▸ **WHAT TO WORK ON**:
The records that follow are to be repeated without alteration.

── DATA FOR PROCESSING

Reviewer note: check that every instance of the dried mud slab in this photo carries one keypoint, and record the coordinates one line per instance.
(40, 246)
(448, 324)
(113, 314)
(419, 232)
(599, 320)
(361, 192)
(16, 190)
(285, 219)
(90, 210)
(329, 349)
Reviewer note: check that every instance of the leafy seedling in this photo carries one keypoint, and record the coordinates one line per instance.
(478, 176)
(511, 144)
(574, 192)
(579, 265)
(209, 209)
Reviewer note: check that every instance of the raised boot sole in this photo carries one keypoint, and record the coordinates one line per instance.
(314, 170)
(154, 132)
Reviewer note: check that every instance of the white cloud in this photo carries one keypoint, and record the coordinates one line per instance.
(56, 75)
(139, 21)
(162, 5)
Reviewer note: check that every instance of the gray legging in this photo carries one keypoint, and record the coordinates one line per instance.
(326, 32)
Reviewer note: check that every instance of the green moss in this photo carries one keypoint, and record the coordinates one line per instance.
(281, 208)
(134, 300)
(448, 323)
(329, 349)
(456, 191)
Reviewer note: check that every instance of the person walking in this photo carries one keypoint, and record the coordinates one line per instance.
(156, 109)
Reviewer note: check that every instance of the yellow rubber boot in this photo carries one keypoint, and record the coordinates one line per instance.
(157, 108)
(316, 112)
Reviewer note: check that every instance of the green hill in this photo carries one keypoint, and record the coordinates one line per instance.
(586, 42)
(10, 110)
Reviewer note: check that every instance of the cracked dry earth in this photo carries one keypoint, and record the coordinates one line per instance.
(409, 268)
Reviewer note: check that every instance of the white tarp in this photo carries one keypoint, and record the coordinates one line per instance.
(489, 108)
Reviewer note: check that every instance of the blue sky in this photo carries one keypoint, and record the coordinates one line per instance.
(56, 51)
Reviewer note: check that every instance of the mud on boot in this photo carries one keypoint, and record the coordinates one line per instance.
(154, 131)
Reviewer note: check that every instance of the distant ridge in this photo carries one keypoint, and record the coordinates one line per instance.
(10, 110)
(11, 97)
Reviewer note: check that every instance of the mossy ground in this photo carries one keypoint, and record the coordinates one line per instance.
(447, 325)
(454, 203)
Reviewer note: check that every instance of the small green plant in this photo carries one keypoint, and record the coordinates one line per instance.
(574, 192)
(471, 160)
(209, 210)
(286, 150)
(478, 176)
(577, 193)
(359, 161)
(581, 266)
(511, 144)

────

▸ **REPLY TO THE EXERCISE**:
Reviewer note: check that every instance of the dried mud slab in this photo carries one keypoint, and record the coordinates one line per instance.
(40, 246)
(448, 324)
(113, 314)
(419, 232)
(599, 320)
(361, 192)
(16, 190)
(285, 219)
(90, 210)
(329, 349)
Reviewer note: check that every instance of the leafy seedling in this photo carries one keypoint, and record the coordinates one line per instance.
(478, 176)
(511, 144)
(574, 192)
(579, 265)
(209, 209)
Reviewer note: check that every instance of the raised boot sole in this photo carries one keypoint, and record the coordinates one line per instance.
(314, 170)
(154, 132)
Reviewer note: check that every instance of the white cloud in this photo carries one keypoint, and record the coordinates one line per instance.
(56, 75)
(139, 21)
(162, 5)
Reviewer note: check that every instance of the gray legging in this photo carries one keypoint, and record the coordinates one line per instance.
(326, 32)
Reviewer note: check that every instance of the green moss in this photo carries one keypoint, and record the coordinates one line per instance.
(281, 208)
(134, 300)
(448, 323)
(329, 349)
(456, 191)
Reviewer note: check that every instance of the person walking in this photo carries one keypoint, and record the coordinates one line per instance.
(156, 109)
Reviewer note: check that every instance of the yellow rubber boot in this photo carries one keypoint, and record the coordinates one line per instance.
(157, 108)
(316, 112)
Reviewer note: check that every instance of the green hill in this photo carries one keypoint, and record the coordinates one line per instance.
(586, 42)
(10, 110)
Reviewer note: check that every instance of the cracked dry earth in this photo carries one keypoint, and record the coordinates one line per instance.
(409, 268)
Reviewer note: check that every instance of the white tarp in this photo carries one keypoint, and record the coordinates one line per instance.
(489, 108)
Reviewer note: check that every instance of the blue sky in this photo carries one keypoint, and record the coordinates one line per instance.
(56, 51)
Reviewer note: check that every instance of the mud on boot in this photo carries one keypoint, and record the coordinates one line per instance.
(154, 131)
Reviewer note: check that every instance of the distant ridge in this photo carries one keypoint, and record the coordinates one line per instance.
(10, 110)
(11, 97)
Reviewer note: check that every instance of the mossy ground in this photo carries one keypoint, and record the coordinates one line per instance.
(447, 325)
(454, 203)
Reviewer note: check that every instance of the small green plant in this photo carries one keypoint, and record the coordinates one line per instance.
(574, 192)
(471, 160)
(209, 210)
(286, 150)
(478, 176)
(577, 193)
(359, 161)
(581, 266)
(511, 144)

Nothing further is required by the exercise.